* Problème à résoudre: Peux-tu transformer l'ensemble des lignes ci-dessous en une liste numérotée, sans les lignes vides ?

* Documents fournis:
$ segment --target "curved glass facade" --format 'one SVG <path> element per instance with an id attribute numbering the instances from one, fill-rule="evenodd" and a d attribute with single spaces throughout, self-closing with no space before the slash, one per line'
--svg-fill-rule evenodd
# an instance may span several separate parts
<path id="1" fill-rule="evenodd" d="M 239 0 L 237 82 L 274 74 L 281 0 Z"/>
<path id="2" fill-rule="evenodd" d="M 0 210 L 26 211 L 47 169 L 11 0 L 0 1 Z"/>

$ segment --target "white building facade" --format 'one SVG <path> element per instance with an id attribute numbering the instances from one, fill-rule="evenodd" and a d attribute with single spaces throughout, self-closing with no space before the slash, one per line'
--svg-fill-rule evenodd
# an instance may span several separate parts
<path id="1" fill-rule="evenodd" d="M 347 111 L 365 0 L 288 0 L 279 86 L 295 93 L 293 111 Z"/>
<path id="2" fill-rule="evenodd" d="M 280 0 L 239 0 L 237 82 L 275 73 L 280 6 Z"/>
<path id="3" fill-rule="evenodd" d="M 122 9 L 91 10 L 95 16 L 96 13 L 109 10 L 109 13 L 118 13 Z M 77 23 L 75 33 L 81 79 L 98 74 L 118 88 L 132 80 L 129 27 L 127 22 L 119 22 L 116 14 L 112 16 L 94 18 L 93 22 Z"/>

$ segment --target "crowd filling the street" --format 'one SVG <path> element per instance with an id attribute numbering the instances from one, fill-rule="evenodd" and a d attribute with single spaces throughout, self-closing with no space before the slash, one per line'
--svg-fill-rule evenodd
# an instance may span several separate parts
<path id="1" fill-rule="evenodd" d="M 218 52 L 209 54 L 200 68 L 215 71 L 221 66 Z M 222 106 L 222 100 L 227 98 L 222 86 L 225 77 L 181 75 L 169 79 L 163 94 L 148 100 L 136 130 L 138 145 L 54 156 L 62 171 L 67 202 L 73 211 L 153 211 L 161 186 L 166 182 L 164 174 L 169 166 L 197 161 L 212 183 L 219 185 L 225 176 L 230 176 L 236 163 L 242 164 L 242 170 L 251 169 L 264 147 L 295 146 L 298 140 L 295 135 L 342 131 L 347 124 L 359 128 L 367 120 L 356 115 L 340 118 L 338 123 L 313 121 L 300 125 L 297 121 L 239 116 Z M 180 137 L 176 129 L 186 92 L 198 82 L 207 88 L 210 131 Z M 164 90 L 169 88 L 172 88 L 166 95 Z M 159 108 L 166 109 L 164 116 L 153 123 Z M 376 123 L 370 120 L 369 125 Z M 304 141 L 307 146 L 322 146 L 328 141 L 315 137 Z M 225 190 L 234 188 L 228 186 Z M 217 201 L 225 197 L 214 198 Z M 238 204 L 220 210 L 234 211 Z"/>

* Corrigé de l'exercice:
1. $ segment --target "curved glass facade" --format 'one SVG <path> element per instance with an id attribute numbering the instances from one, fill-rule="evenodd" and a d attribute with single spaces throughout, self-closing with no space before the slash, one per line'
2. --svg-fill-rule evenodd
3. # an instance may span several separate parts
4. <path id="1" fill-rule="evenodd" d="M 239 0 L 237 82 L 274 74 L 281 0 Z"/>
5. <path id="2" fill-rule="evenodd" d="M 0 210 L 26 211 L 47 169 L 11 0 L 0 1 Z"/>
6. $ segment --target "white building facade" --format 'one SVG <path> element per instance with an id attribute numbering the instances from one, fill-rule="evenodd" and a d attribute with single spaces throughout, self-closing with no space before the slash, one per line'
7. --svg-fill-rule evenodd
8. # an instance may span several separate parts
9. <path id="1" fill-rule="evenodd" d="M 347 111 L 365 0 L 288 0 L 279 86 L 295 93 L 293 111 Z"/>
10. <path id="2" fill-rule="evenodd" d="M 280 0 L 239 0 L 237 82 L 275 73 L 280 6 Z"/>
11. <path id="3" fill-rule="evenodd" d="M 122 9 L 91 10 L 95 16 L 96 13 L 109 10 L 109 13 L 118 13 Z M 77 23 L 75 33 L 81 79 L 98 74 L 118 88 L 132 80 L 129 27 L 127 22 L 119 22 L 116 14 L 112 16 L 94 18 L 93 22 Z"/>
12. $ segment --target "crowd filling the street" --format 'one SVG <path> element per instance with an id attribute numbering the instances from one, fill-rule="evenodd" and a d attribute with single spaces throughout, self-closing with no space before the slash, one per line'
13. --svg-fill-rule evenodd
14. # an instance may span several separate parts
15. <path id="1" fill-rule="evenodd" d="M 218 52 L 209 54 L 200 68 L 215 71 L 221 66 Z M 222 106 L 222 100 L 227 98 L 222 86 L 225 77 L 181 75 L 169 79 L 163 94 L 148 100 L 136 130 L 138 145 L 54 156 L 62 171 L 67 202 L 73 211 L 153 211 L 161 186 L 166 182 L 164 174 L 169 166 L 197 161 L 212 183 L 219 185 L 225 176 L 230 176 L 236 163 L 242 164 L 242 170 L 251 169 L 264 147 L 295 146 L 298 140 L 295 135 L 342 131 L 347 124 L 359 128 L 367 120 L 356 115 L 340 118 L 338 123 L 313 121 L 300 125 L 297 121 L 239 116 Z M 180 137 L 176 129 L 186 92 L 198 82 L 207 88 L 210 131 Z M 164 90 L 169 88 L 172 88 L 166 95 Z M 159 108 L 166 109 L 164 116 L 153 123 Z M 376 123 L 370 120 L 369 125 Z M 304 141 L 307 146 L 322 146 L 328 141 L 315 137 Z M 225 190 L 234 188 L 228 186 Z M 217 201 L 225 197 L 214 198 Z M 238 204 L 220 210 L 234 211 Z"/>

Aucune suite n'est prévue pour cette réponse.